• Point-per-instance localization data:
===============
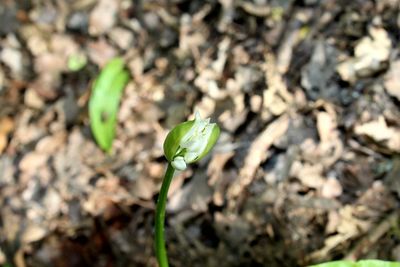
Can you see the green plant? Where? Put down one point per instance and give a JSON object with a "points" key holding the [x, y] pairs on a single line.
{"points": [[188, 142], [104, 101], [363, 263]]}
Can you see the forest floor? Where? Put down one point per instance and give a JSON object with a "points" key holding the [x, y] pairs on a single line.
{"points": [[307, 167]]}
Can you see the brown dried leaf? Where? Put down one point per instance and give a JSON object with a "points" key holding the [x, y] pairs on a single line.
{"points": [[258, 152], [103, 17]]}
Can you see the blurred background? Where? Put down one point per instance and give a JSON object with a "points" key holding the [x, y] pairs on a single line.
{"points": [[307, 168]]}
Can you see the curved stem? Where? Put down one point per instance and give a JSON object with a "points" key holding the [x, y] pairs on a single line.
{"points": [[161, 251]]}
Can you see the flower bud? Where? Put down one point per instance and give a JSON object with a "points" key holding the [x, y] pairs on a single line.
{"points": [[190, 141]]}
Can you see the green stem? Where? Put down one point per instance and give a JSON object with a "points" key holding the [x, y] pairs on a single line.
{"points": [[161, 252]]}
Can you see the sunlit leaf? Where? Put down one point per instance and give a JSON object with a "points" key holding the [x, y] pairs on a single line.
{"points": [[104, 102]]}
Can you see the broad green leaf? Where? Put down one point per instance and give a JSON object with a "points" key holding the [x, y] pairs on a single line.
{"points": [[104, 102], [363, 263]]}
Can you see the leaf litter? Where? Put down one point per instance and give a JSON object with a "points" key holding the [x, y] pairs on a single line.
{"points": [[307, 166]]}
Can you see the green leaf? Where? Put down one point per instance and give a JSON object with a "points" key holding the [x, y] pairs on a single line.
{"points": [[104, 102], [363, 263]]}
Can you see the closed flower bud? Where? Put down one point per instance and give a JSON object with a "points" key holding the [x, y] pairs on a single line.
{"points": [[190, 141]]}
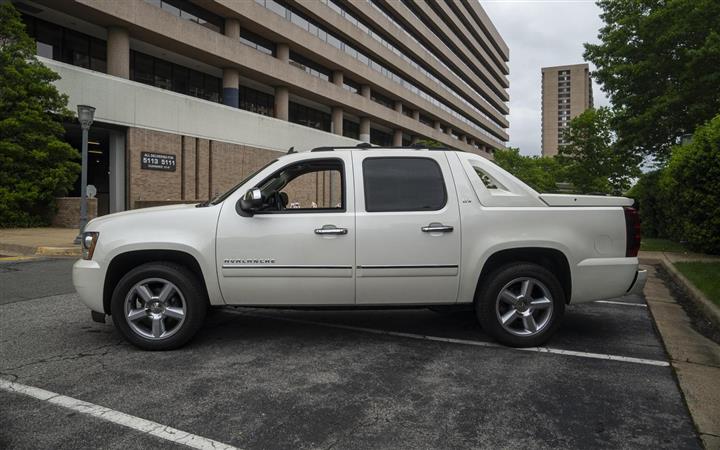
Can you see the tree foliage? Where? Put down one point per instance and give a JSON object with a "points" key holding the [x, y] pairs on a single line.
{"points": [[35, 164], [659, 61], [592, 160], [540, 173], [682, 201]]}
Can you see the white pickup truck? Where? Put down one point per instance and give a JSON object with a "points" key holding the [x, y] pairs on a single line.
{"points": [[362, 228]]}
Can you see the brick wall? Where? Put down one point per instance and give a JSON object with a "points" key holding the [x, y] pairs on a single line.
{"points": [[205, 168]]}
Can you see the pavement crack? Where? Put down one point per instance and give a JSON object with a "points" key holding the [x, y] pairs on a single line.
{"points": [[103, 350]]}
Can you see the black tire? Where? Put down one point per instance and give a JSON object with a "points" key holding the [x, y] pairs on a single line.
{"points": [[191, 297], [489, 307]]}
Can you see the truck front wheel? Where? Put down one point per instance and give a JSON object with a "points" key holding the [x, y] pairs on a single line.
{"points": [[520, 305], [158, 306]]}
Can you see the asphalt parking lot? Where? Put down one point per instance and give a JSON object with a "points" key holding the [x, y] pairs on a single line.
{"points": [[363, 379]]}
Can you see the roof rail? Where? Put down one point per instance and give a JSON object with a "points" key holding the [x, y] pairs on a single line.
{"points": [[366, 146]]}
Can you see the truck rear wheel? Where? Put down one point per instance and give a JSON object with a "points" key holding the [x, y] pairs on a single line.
===============
• WHAT YOU SHOULD DO: Repeat all of the entries word for word, but omit the pictures.

• EXPECTED OUTPUT:
Can you see the green plant? Where? Put down one point per instance and give a JSON object with a "points" key holding the [x, y] pairs on a single line.
{"points": [[188, 142], [104, 101], [363, 263]]}
Can you see the forest floor? Where? Put down one point per instance and give a JSON object with a "points" key holding the [x, y] pairs on a single line.
{"points": [[307, 167]]}
Can you see the brown dried leaf? Where? Put down one point per instance and give a JSON object with a "points" key holding the [x, y] pairs on a single line.
{"points": [[258, 152], [103, 17]]}
Can you see the blurred background? Where? Put down one point per instance and give a JSON object with a "points" key holding the [x, y] pairs on a single line.
{"points": [[307, 168]]}
Can you see the curved stem? Where? Put down one point per instance and give a JSON object with a "points" key holding the [x, y] pairs on a single line.
{"points": [[161, 251]]}
Can you see the flower bud? Where? Put down one point per instance and give a JSON object with a "points" key holding the [x, y] pairs on a single line.
{"points": [[190, 141]]}
Can you see the green stem? Where? Put down one point per instance and give a JSON object with a "points" key holding the [x, y] pairs on a single line.
{"points": [[161, 252]]}
Can you see the sunlit leaf? Where? Put down one point per instance and give a JSON object with a "points" key holding the [x, y] pairs on a single line.
{"points": [[104, 102]]}
Can you see the broad green leaf? Where? Put down one point per instance and give a JSON object with a "points" key holding the [x, y] pairs on a single line.
{"points": [[104, 102], [363, 263]]}
Can you see the leaf litter? Where? Put down one point per instance and give a JSON object with a "points" key holding the [x, y] pairs on a single line.
{"points": [[307, 166]]}
Can you see the green leaf? Where? Put down one point per instance and give a JSON object with a "points" key holding the [x, y] pairs on a single line.
{"points": [[104, 102], [363, 263]]}
Can you see the closed flower bud? Where? Put down one point per instance and give a JSON object with a "points" key holding the [x, y] pairs on a single line.
{"points": [[190, 141]]}
Can you see the tree foliage? Where? Put down one point per instance and give a JSON object with a "points" key holding the [x, y] pairs on a single line.
{"points": [[35, 164], [659, 61], [592, 160], [540, 173], [682, 201]]}
Can you see the white pickup truck? Where? Put down one point per instance and give a JSON object with a "points" key holding the [x, y] pairs on a single line.
{"points": [[362, 228]]}
Can you see the brick wall? Where? Put down one point per instance and give a JSON object with a "points" key holding the [x, y] pairs on a single line.
{"points": [[205, 168]]}
Can you see the pavement crack? Where? Put down one point per instance and give a JSON object with a "points" key holding the [x, y] pairs on a single line.
{"points": [[103, 350]]}
Can you see the black tire? Where? Put down one point per instance and give a JSON object with a "points" key holding the [x, y] pairs on a single line.
{"points": [[191, 297], [489, 307]]}
Can you see the truck front wheel? Where? Put down one point per instance and give a JSON object with a "points" key holding the [x, y] pairs on a single line.
{"points": [[520, 305], [158, 306]]}
Can you see the asphalt parking lot? Where? Put down one point per instance and give a JSON object with a "points" key holding the [x, y] pairs on a single line.
{"points": [[363, 379]]}
Can you see the roof rail? Where? Put down one point per instance and give a JSON object with a "points" key holding the [x, y] pairs on a single line.
{"points": [[366, 146]]}
Can you see the truck rear wheel? Where? Put down one point per instance and give a JSON object with a "points" key holding the [x, y] pairs on a single line.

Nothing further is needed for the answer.